[Location annotation dataset excerpts]
━━━━━━

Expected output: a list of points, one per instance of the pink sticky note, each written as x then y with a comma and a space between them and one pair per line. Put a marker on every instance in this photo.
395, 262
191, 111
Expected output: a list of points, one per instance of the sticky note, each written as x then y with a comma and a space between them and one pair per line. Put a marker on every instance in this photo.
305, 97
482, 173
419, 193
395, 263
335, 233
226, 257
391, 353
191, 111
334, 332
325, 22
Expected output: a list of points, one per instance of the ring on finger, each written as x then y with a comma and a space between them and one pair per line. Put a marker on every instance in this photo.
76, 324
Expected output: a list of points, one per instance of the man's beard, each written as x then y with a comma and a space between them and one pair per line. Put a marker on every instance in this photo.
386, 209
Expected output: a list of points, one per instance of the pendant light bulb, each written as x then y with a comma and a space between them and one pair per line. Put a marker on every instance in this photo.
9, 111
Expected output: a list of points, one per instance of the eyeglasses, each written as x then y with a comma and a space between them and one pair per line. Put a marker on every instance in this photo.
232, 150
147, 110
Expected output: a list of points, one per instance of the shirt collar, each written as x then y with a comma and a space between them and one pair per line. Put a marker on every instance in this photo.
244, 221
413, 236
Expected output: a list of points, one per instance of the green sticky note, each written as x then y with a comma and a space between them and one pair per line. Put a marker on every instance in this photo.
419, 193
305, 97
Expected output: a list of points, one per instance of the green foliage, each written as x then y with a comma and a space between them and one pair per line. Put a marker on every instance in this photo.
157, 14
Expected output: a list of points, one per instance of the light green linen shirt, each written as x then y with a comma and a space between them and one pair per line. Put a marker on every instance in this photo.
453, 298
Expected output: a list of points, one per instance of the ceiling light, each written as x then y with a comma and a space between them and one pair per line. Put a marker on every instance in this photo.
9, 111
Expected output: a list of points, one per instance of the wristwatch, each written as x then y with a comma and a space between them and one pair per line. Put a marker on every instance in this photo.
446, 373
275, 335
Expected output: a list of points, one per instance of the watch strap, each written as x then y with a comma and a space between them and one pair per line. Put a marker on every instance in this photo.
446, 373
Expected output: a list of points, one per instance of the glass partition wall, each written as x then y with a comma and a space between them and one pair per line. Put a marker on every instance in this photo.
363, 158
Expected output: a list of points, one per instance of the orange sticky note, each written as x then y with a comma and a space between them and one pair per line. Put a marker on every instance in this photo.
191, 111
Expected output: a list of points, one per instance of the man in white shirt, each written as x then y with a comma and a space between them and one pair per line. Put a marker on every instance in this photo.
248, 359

━━━━━━

WHAT IS BEING ASKED: Each line of the material above needs to be quoted exactly, please.

COMPLETED TASK:
Expected output: a list of points, one per instance of the pink sticky note, each written as x then y with a comma and a space between them and one pair per line. Put a marker on every instance in this photo.
395, 262
191, 111
Expected output: a list of points, one per instance of the sticky note, each written as x then y with a comma and a space between them and one pair per line. Put a marker on every instance in this photo.
305, 97
482, 173
419, 193
395, 263
335, 233
226, 257
391, 353
191, 111
334, 332
325, 22
Expected output: a list of points, one per instance of the ring on finger, each written as x then y with a comma and a space between them and one pair per line. Put a marker on every instance in this photo.
76, 324
Expected output: a list of points, one per instance of the man's beard, each written as x then y with a comma and a space between them and one pair per line. Put a marker on every instance in this photo.
386, 209
Expected output: a list of points, one per instance of the pendant light bulb, each written as x then y with a comma and a space between them and one pair per line. Put a marker on every instance in this photo.
9, 111
Expected output: a list of points, one per instance of the eyeglasses, each written as x then y with a comma and a space between them and one pair per line. Put a marker on every instance in this photo.
232, 150
147, 110
Expected output: a list of points, one per instance of the shirt collar, each written as x then y with a comma and a space between them and one pair per line. Put a marker on every instance in this photo.
244, 221
413, 236
Expected output: a list of points, one per instance of the green sticky note, each written as x then y with a comma and a space between them and one pair per line. Put a marker on every instance in this photo.
419, 193
305, 97
Expected output: a list of points, one per instance of the green foliage, each written as x then y with a comma and a space between them and one pair per line. Put a marker on every instance in this photo.
157, 14
Expected output: a list of points, one per instance of the light green linen shirt, each written as x then y with a comma and a space between them and one pair per line. Put a marker on every instance in this photo.
453, 298
Expected output: a list of points, one per instance of the ceiling light, each written as x then y with a comma and a space between them and one pair per line. Put a marker on every instance in this photo.
9, 111
Expected output: a list of points, one per instance of the wristwatch, each written as x then y with a comma and a space between them and one pair per line. Put a marker on every instance in this photo.
446, 373
275, 335
Expected output: a list of points, one per instance of the watch strap, each written as x then y with a comma and a space between them and one pair per line. Put a marker on every instance in this photo.
446, 373
Expected output: a list of points, one per instance of the glass partition wall, each written as x then y with a comma and a space between them and one pair per line. Put a marker on every instance in this photo.
363, 158
Expected output: a list of points, one per instance of the orange sticky note, each written as x then y with a comma and a space between them and one pair per line. Put a marker on every instance in this photo.
191, 111
Expected output: a list of points, one per instance of the man in white shirt, each written as x then y with a comma and a space between them and one pair per line. Put a marker on every instance in this photo.
248, 359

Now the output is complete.